McLarens & Reliability

Ferrari F40 Road Trip: Italy
February 9, 2019
McLaren 650S Spider Road Trip to Houston
February 17, 2019

Recently I have had quite a few people reach out and ask me about McLaren’s reliability.  I thought this was a bit odd so I checked to see what might be driving this sudden onslaught of queries. Apparently, a few vloggers have recently posted videos on YouTube bashing McLaren and complaining of major reliability issues.  To be honest, I haven’t watched any of the videos as I don’t spend any time on YouTube. Hence I really don’t have any idea what the issues being pontificated upon are.  What I do know is what our experience has been across 7 different McLarens in both the UK & US in the last 7 years ( https://karenable.com/my-mclaren-history/).  Of the 7 McLarens we have owned, 3 are still in our stewardship, and we have put close to 80,000 miles on this collective group.  In terms of issues and servicing, our history is:

McLaren #1 – 2013 RHD 12C Spider: This is the only McLaren we have owned that had steel brakes.  I made the mistake of washing it once and putting it away with the brake discs still wet.  The right rear caliper froze on the disc and we had to flatbed it to the service center to get it released.  Also upgraded the infotainment system from IRIS v1 to v2 as the v1 was pretty useless. Only other time this 12C saw the service center was for its annual service.

## Data lines
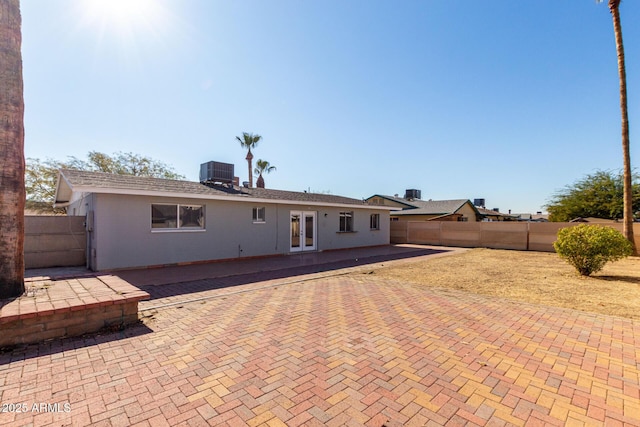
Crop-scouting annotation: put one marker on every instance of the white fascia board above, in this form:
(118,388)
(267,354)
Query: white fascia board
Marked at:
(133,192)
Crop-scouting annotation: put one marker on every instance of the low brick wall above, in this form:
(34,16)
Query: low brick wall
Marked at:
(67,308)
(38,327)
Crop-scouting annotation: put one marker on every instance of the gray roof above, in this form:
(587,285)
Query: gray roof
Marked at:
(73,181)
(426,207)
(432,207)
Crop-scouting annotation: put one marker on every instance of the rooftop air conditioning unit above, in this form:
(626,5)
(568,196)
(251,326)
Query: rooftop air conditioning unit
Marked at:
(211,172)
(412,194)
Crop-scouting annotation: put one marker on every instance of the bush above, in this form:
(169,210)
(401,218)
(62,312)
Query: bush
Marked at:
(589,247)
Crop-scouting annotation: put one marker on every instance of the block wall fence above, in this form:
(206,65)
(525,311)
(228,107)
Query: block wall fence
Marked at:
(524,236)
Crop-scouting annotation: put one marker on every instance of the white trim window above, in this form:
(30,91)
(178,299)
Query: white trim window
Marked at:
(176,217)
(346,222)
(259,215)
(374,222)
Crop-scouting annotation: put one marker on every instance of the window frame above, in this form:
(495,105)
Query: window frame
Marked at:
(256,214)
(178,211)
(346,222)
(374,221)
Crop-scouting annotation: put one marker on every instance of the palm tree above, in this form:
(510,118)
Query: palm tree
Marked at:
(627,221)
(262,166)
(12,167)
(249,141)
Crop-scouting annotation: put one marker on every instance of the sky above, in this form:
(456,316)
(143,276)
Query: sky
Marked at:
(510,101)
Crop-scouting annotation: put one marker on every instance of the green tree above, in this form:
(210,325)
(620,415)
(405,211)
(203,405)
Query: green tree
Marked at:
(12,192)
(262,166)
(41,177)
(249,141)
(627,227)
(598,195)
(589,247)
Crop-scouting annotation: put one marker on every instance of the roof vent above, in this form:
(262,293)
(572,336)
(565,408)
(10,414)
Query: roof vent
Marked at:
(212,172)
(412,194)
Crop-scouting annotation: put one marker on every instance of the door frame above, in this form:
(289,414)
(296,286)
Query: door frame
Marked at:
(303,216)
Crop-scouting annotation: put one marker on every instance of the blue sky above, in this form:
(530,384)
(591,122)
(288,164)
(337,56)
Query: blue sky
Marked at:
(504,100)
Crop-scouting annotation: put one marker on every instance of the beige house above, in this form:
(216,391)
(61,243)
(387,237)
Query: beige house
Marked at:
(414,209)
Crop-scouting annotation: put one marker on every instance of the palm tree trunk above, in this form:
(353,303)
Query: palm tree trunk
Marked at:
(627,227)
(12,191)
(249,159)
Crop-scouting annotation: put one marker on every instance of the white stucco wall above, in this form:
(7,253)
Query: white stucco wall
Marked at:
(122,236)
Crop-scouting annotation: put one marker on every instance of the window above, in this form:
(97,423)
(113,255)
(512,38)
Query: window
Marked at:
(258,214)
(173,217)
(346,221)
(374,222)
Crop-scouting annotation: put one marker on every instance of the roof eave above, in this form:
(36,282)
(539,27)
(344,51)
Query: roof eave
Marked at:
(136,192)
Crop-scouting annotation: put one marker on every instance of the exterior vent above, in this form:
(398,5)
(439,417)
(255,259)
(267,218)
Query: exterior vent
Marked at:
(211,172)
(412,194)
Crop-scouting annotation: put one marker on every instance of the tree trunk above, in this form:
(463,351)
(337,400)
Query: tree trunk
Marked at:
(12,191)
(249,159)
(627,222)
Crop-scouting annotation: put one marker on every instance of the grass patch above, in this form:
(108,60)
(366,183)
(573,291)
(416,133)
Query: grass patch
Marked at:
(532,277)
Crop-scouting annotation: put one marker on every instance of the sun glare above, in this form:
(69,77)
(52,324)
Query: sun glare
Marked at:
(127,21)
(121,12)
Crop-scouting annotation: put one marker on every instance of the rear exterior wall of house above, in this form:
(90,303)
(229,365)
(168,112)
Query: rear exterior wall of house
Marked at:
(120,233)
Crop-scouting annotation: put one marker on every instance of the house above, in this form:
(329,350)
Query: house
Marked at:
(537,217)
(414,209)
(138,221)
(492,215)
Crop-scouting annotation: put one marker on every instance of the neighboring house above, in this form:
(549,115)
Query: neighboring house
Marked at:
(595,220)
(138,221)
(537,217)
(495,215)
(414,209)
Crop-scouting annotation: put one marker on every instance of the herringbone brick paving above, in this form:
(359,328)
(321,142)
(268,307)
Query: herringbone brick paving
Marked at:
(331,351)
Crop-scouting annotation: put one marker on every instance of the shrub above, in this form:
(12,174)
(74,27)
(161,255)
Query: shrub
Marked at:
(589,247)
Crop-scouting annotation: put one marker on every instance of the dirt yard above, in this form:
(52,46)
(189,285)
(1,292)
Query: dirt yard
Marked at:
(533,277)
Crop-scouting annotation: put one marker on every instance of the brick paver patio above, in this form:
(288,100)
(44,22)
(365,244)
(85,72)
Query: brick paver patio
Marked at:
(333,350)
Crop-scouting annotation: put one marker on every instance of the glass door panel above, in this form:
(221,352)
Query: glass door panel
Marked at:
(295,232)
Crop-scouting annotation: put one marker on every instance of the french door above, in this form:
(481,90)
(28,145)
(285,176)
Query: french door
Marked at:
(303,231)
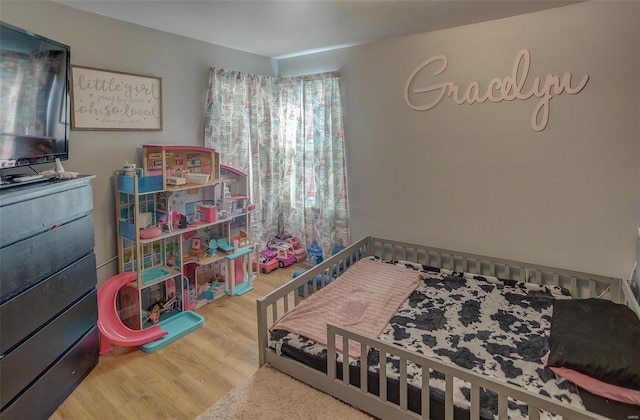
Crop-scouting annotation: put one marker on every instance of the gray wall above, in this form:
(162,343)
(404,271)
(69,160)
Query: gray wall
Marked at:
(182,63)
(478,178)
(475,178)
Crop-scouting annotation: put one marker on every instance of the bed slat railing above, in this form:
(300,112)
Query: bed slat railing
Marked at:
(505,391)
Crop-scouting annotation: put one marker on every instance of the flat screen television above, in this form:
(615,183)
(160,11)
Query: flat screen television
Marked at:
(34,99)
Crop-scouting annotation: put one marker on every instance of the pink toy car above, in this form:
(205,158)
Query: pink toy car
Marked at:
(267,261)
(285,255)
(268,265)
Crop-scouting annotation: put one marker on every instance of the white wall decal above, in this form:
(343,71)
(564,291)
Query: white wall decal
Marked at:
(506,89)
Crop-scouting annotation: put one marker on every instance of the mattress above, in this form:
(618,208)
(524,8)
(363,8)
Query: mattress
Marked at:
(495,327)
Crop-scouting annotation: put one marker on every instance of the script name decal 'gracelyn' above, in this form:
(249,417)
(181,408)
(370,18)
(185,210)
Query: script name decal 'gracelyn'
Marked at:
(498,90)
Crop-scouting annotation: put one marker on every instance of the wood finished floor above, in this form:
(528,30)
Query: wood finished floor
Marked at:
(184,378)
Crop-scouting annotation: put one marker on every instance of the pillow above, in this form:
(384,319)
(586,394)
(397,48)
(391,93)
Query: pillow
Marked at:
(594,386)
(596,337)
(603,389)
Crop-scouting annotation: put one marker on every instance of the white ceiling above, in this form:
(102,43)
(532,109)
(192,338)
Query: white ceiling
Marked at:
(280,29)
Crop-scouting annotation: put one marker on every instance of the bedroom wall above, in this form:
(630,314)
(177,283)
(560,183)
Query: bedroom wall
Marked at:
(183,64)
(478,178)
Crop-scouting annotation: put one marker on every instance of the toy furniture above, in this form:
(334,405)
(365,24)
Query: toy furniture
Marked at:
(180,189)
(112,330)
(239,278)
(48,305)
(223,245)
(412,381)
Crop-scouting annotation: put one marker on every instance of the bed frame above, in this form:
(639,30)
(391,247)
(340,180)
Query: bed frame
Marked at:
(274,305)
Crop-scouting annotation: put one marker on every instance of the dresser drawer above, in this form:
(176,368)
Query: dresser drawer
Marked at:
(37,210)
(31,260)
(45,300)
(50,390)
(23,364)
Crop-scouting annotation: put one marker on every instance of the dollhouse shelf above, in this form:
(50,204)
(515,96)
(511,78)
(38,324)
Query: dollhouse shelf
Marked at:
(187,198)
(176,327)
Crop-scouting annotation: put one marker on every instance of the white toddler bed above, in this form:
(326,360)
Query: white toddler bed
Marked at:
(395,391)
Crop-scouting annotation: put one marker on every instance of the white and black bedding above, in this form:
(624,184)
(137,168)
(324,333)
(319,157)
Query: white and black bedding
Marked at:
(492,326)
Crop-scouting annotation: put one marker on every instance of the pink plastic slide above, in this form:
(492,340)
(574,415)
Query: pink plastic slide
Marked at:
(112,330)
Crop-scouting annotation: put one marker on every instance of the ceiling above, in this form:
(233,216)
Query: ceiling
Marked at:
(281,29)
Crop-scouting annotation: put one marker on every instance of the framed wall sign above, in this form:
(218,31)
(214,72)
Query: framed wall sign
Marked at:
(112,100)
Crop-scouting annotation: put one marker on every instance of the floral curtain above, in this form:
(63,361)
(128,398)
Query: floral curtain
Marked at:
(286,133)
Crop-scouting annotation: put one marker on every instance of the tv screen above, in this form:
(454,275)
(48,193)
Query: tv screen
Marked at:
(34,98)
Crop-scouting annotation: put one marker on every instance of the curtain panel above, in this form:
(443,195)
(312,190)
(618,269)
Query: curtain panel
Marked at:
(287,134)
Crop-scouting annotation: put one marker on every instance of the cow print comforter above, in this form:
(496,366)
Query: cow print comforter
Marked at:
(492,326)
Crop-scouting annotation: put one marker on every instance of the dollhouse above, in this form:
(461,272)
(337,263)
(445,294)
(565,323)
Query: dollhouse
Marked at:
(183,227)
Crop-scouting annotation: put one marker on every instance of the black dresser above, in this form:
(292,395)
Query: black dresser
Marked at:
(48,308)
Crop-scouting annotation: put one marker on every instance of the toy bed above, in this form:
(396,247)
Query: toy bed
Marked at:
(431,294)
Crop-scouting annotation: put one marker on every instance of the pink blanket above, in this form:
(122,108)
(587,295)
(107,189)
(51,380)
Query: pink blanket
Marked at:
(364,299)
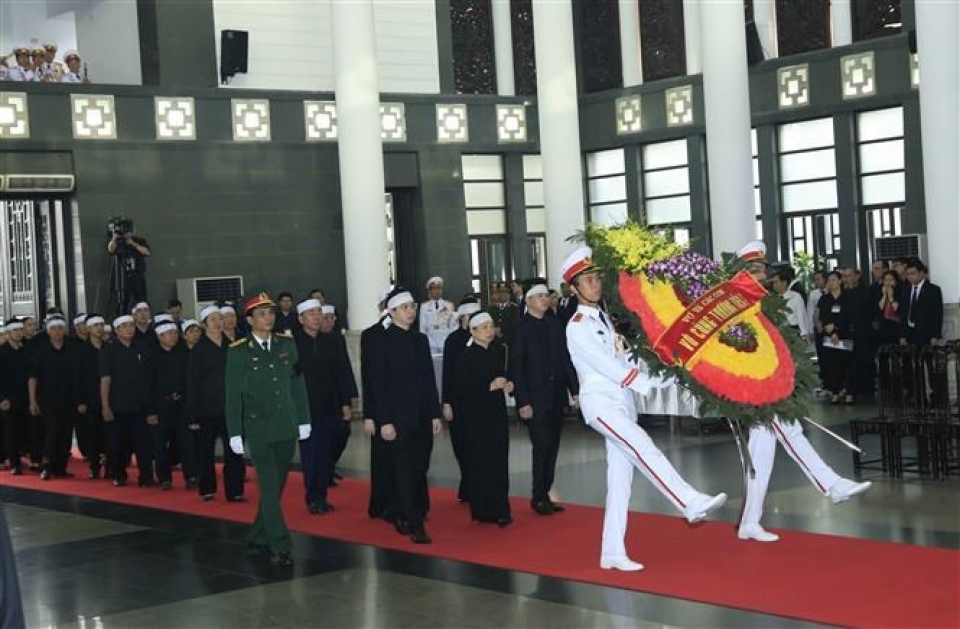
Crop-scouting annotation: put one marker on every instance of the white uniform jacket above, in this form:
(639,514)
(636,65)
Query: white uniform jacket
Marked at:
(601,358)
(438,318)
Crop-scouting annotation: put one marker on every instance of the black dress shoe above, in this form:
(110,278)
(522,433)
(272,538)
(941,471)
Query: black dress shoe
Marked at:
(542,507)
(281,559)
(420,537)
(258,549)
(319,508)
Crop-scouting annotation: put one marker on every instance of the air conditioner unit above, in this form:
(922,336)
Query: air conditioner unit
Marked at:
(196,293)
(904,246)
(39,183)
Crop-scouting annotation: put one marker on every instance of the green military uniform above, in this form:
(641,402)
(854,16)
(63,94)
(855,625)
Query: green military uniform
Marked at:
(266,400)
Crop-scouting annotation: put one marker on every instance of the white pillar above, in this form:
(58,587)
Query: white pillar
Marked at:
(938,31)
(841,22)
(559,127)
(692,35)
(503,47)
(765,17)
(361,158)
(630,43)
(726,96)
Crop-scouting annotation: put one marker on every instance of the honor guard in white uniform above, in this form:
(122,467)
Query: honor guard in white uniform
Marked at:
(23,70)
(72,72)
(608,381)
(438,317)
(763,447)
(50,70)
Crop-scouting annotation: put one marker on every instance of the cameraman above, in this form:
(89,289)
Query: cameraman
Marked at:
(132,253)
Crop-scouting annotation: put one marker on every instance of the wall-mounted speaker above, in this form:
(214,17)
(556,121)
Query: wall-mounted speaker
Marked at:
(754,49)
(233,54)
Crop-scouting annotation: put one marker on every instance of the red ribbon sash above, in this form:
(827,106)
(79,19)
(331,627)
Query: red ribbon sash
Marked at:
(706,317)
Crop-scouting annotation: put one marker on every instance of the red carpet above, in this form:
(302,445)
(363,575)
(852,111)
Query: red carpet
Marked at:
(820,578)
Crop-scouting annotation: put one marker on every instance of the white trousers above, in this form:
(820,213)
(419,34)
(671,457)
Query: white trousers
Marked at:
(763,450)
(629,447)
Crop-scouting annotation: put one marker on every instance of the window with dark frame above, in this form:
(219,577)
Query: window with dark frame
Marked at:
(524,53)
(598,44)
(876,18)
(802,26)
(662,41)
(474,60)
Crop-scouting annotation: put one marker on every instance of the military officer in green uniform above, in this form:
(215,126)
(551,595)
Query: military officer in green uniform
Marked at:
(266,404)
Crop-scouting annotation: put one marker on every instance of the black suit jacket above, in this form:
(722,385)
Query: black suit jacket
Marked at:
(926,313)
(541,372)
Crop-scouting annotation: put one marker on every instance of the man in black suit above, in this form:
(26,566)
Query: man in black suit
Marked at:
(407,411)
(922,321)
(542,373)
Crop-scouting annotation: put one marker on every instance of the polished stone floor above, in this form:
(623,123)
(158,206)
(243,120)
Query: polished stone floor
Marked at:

## Problems to work on
1. Duplicate the part of the McLaren reliability post starting at "McLaren #1 –" and ending at "its annual service.".
2. In the McLaren reliability post, what froze on the disc of the 2013 12C Spider after it was put away with wet brakes?
The material isn't needed here and can be set aside.

## Answers to the exercises
1.
McLaren #1 – 2013 RHD 12C Spider: This is the only McLaren we have owned that had steel brakes.  I made the mistake of washing it once and putting it away with the brake discs still wet.  The right rear caliper froze on the disc and we had to flatbed it to the service center to get it released.  Also upgraded the infotainment system from IRIS v1 to v2 as the v1 was pretty useless. Only other time this 12C saw the service center was for its annual service.

2. The right rear caliper.